• Task requirements
Select every line in the rows below that contains the string "stem", and match its case exactly.

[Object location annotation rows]
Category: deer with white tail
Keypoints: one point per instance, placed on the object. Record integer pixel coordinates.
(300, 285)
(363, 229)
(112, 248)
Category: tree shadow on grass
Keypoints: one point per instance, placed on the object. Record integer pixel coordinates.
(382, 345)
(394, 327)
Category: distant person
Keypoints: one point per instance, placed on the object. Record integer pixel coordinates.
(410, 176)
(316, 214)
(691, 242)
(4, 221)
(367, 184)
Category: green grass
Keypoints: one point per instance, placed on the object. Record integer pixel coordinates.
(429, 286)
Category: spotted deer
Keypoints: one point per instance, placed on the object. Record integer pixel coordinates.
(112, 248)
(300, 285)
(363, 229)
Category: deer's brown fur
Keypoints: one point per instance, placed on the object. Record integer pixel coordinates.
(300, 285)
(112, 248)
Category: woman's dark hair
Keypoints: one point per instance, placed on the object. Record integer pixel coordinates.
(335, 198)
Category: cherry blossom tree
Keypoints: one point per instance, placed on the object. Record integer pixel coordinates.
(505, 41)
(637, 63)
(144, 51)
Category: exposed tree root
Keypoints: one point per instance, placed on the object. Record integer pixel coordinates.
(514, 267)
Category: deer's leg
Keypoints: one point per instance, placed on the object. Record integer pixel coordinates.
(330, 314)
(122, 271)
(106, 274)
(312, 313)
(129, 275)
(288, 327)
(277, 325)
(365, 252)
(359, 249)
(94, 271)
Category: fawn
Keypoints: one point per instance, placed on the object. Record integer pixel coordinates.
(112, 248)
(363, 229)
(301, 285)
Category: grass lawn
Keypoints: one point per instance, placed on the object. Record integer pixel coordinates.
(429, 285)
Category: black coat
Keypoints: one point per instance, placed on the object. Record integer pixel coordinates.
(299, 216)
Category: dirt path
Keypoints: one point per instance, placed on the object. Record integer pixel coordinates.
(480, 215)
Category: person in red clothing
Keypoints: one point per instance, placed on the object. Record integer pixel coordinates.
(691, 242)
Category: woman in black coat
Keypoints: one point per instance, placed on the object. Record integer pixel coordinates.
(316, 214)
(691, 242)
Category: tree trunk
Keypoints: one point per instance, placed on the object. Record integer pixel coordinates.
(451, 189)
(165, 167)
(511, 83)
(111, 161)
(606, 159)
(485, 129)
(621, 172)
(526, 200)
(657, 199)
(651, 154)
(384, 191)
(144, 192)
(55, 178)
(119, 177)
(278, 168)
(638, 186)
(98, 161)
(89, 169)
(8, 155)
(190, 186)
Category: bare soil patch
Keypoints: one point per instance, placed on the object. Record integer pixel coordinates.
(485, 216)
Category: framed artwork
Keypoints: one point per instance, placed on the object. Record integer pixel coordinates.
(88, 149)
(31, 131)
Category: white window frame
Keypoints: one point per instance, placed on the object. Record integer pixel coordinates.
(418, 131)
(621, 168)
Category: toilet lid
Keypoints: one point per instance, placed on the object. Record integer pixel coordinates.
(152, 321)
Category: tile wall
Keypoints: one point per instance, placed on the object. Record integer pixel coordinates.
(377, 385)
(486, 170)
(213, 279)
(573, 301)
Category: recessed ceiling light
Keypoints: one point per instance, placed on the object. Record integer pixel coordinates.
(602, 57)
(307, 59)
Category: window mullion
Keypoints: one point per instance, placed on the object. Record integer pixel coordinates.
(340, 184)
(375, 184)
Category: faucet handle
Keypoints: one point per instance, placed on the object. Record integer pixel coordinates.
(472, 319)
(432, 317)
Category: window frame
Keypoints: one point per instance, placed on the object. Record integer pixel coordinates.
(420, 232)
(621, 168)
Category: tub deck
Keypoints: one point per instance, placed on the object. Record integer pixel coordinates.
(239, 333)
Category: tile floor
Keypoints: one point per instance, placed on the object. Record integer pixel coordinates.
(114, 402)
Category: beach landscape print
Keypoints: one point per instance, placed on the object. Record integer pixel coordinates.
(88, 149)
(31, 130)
---
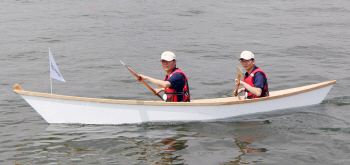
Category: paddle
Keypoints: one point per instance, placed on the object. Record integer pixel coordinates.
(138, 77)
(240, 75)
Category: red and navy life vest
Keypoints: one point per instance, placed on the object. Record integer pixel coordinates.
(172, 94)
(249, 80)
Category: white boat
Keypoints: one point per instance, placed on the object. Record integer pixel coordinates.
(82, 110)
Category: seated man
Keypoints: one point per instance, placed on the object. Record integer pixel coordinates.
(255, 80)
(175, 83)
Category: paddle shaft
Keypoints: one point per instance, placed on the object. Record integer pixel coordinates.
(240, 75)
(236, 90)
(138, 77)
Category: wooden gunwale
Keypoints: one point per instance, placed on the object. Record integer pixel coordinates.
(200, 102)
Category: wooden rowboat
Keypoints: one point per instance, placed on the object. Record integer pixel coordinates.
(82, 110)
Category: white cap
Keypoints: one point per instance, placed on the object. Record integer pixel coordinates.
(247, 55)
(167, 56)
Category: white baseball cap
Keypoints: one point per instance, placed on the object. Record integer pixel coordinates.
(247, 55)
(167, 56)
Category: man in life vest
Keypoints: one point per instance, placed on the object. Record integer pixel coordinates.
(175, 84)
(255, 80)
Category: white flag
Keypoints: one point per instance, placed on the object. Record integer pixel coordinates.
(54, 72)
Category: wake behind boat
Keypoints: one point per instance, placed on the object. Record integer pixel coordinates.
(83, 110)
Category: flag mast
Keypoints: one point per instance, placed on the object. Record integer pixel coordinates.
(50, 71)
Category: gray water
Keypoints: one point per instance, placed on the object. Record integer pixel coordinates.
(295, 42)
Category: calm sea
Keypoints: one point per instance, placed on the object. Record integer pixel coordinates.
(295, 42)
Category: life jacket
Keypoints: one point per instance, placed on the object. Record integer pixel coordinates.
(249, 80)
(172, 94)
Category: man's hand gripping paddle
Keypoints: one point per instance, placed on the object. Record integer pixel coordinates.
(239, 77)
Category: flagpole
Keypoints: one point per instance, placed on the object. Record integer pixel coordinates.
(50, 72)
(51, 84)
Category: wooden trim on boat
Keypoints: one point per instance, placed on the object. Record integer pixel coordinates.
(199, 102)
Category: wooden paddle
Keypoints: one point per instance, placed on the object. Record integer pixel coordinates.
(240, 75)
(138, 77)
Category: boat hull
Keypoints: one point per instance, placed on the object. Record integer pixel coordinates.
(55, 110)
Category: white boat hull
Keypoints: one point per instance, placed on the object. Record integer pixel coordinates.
==
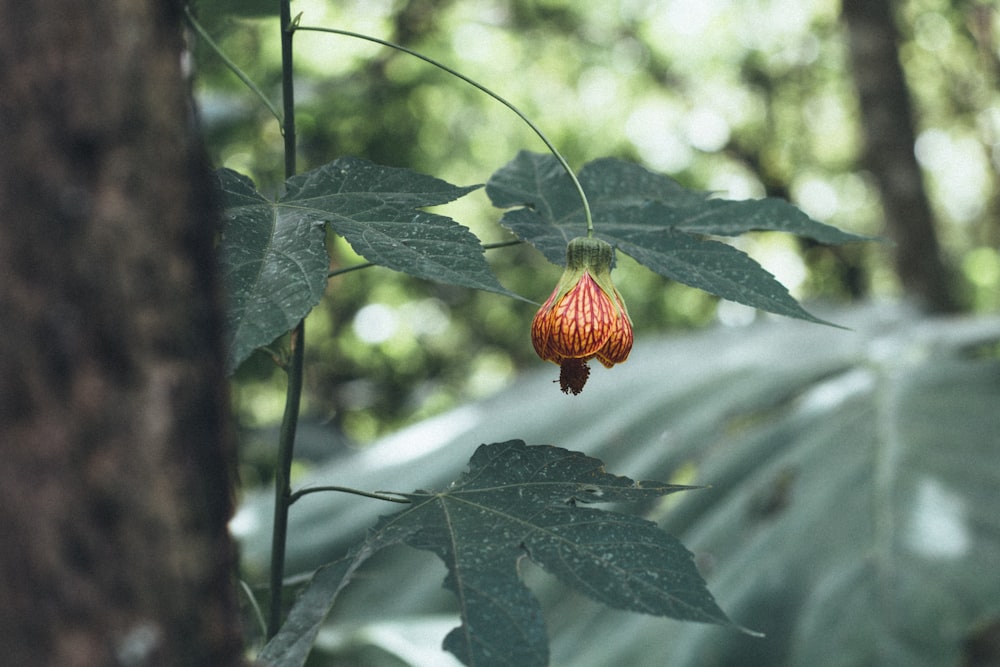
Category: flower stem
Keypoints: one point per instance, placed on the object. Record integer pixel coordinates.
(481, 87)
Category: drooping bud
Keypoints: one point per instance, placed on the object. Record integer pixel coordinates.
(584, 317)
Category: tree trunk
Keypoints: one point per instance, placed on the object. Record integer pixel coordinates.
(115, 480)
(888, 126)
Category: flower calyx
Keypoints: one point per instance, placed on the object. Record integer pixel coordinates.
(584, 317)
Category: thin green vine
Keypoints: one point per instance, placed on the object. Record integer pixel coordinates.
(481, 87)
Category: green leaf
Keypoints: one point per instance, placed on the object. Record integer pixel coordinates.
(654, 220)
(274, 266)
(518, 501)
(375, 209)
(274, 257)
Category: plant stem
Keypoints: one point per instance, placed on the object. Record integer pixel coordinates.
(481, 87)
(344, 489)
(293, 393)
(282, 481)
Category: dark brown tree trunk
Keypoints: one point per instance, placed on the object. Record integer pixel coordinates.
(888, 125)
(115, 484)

• Finished exercise
Category: flower stem
Category: plant stem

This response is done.